*Exercise description:* Starting with the line that contains "phrase -- dark wooden table base", copy every line through the end of the data below, exactly and with nothing added.

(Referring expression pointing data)
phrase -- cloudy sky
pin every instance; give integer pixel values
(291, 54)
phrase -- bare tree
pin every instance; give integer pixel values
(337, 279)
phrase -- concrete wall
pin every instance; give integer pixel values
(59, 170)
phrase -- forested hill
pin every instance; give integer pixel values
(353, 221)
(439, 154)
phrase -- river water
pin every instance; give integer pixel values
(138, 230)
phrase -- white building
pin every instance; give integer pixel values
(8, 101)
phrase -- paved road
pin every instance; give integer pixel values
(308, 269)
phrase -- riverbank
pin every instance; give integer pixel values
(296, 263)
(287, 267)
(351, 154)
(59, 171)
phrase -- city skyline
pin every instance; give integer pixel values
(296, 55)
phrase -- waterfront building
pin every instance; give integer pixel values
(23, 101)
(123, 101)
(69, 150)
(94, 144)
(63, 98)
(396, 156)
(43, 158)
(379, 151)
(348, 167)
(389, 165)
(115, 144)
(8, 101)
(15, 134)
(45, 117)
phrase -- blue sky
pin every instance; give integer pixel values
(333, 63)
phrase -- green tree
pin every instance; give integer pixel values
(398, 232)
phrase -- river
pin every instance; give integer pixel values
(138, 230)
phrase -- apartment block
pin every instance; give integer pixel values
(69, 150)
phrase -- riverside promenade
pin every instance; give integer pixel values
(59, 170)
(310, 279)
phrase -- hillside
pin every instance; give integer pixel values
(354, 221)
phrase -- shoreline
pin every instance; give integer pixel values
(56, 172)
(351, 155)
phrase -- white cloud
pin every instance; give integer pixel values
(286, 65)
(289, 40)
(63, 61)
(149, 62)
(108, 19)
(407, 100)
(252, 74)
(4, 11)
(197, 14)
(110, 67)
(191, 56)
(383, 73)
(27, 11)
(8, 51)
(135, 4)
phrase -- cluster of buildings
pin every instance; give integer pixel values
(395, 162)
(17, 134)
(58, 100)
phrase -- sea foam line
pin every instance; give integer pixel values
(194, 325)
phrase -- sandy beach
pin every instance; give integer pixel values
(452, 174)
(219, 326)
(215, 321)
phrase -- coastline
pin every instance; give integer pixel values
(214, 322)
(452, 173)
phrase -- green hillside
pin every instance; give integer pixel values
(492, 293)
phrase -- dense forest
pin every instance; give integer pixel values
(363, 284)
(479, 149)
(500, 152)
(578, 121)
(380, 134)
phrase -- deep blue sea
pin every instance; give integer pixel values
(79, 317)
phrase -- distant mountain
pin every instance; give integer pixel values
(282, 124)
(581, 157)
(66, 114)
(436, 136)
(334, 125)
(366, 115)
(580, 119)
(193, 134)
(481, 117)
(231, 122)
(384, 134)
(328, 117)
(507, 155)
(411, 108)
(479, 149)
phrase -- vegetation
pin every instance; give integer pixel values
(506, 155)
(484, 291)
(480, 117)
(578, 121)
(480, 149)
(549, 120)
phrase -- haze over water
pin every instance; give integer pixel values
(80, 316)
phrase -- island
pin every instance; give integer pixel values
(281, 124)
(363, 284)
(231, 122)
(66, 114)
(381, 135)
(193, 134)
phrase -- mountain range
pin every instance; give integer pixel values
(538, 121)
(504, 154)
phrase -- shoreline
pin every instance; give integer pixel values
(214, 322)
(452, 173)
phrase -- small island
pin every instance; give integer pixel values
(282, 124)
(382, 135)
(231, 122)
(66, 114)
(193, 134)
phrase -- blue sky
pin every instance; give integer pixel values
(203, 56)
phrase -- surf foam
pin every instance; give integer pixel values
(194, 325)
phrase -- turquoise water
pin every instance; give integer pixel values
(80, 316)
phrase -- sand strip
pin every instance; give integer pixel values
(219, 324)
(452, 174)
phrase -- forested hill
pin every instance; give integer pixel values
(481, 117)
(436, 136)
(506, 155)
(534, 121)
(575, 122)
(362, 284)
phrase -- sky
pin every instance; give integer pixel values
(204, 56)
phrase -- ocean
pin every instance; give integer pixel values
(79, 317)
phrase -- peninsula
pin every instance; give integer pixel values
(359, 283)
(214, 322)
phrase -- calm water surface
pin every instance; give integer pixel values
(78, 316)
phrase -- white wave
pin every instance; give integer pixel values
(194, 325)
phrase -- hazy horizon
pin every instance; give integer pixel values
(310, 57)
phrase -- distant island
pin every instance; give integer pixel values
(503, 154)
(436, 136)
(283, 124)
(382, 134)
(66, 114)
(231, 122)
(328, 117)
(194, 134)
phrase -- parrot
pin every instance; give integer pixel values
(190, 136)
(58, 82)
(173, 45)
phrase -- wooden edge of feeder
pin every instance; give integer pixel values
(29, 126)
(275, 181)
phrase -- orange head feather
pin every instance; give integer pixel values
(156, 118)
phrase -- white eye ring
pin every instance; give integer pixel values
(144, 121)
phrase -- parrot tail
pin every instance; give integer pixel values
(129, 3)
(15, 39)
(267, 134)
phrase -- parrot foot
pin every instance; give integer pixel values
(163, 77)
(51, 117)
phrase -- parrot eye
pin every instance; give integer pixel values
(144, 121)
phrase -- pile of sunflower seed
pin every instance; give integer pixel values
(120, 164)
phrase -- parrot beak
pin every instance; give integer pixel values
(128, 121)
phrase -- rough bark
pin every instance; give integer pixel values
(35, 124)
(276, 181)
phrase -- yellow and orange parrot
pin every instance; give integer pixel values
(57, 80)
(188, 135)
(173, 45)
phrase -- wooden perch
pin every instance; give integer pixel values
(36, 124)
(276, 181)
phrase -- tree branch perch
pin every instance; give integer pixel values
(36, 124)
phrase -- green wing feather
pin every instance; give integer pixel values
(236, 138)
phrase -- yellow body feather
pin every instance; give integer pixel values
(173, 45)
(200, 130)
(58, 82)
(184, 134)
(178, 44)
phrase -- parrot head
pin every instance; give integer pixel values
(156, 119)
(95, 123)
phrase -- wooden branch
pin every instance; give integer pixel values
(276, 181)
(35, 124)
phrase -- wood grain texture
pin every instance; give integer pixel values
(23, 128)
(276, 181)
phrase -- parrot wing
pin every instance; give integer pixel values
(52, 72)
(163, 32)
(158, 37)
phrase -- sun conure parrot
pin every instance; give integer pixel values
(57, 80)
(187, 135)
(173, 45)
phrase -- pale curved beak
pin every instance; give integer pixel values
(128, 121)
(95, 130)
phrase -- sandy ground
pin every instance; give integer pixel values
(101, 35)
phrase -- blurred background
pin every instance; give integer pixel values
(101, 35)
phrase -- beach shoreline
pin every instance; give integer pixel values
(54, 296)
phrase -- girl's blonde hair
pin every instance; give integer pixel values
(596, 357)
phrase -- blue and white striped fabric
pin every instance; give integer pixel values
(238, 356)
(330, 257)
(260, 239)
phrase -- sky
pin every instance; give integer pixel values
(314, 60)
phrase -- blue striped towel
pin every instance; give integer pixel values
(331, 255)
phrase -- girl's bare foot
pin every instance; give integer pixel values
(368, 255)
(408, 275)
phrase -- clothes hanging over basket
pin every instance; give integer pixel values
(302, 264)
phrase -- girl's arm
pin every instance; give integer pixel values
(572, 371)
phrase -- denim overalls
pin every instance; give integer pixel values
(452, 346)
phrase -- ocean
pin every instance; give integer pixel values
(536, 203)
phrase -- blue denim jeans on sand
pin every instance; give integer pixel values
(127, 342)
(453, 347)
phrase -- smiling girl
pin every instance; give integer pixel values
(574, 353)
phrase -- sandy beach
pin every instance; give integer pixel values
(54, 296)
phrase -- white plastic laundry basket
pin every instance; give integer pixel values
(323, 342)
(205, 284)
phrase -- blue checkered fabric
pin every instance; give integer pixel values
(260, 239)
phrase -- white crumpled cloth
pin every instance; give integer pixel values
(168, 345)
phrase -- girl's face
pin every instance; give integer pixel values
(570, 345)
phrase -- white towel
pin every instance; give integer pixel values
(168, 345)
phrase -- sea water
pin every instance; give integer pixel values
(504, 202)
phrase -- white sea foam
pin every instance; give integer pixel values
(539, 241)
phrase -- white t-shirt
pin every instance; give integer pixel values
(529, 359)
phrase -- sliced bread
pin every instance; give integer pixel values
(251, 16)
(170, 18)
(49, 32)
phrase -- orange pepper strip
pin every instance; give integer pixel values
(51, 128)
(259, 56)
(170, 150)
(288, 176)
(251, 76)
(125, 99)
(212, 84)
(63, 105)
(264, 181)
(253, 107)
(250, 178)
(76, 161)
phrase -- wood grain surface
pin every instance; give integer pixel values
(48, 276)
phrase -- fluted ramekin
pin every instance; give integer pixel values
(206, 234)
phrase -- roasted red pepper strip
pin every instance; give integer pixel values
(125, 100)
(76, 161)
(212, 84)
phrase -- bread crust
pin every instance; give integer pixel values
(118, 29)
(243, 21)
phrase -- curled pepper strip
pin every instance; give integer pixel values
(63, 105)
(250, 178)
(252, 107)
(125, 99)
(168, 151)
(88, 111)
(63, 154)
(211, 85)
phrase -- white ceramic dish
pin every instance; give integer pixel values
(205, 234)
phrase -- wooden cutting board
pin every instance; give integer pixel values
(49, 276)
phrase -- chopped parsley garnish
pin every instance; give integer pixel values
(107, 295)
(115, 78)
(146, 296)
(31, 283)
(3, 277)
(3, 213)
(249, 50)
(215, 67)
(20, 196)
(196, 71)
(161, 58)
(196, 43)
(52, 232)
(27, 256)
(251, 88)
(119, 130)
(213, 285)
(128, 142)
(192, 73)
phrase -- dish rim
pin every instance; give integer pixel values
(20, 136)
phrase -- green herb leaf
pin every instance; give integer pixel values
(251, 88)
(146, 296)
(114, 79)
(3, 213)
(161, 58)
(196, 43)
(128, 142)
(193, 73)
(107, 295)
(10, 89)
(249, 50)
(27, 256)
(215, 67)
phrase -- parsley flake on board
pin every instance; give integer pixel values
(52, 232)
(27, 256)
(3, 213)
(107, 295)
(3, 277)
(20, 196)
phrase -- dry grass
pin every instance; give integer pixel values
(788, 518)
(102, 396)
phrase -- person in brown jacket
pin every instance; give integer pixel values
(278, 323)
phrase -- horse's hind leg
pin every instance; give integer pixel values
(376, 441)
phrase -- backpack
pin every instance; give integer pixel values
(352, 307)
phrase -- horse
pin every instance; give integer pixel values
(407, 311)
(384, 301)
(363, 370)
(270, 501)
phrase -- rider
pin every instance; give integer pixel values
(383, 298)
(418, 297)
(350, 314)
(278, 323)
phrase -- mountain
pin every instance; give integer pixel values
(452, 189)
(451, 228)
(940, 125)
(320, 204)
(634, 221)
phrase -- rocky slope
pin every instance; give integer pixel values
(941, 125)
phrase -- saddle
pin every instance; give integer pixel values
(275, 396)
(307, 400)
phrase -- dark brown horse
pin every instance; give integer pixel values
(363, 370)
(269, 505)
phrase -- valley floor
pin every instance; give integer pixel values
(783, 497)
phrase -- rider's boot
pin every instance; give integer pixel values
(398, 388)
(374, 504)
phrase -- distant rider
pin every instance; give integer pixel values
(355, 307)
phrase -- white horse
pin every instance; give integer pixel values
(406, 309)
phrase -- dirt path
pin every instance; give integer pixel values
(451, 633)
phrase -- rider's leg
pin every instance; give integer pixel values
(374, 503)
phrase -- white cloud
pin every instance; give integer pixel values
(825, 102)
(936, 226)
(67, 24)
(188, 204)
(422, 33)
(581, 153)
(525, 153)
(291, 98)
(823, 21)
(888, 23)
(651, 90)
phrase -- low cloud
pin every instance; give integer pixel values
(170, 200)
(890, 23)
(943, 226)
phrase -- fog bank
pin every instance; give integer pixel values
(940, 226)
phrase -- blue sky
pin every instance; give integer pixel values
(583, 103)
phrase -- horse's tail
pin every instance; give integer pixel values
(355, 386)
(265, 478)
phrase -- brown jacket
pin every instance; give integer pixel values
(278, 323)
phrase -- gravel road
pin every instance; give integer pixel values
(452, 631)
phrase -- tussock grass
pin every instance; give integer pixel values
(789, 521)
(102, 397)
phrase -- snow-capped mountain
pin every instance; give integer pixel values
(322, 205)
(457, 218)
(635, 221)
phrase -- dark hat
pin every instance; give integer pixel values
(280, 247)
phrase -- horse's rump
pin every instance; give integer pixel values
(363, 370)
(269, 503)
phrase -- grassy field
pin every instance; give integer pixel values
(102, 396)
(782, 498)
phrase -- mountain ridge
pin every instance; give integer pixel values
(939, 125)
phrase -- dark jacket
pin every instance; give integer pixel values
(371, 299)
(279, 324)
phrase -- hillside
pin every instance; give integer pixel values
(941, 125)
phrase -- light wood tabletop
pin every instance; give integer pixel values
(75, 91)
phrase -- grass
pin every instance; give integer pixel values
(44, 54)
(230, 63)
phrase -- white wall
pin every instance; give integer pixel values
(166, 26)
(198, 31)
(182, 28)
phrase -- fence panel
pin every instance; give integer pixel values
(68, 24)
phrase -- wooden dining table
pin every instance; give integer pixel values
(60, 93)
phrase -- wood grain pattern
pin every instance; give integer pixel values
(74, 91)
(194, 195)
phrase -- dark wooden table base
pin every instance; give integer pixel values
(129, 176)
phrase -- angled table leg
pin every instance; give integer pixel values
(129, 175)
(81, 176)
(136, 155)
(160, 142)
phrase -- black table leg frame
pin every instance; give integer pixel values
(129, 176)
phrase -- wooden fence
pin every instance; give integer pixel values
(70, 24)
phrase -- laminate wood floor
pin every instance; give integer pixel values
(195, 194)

*Response box:*
phrase -- dark wooden table base
pin every instance; give integer pixel values
(129, 176)
phrase -- angled table leg
pin every instance; give integer pixel values
(129, 175)
(81, 176)
(136, 155)
(160, 142)
phrase -- black table leg frame
pin every instance; give integer pixel values
(129, 176)
phrase -- wooden fence
pin every instance; give integer pixel values
(70, 24)
phrase -- laminate wood floor
pin every instance; give integer pixel values
(195, 194)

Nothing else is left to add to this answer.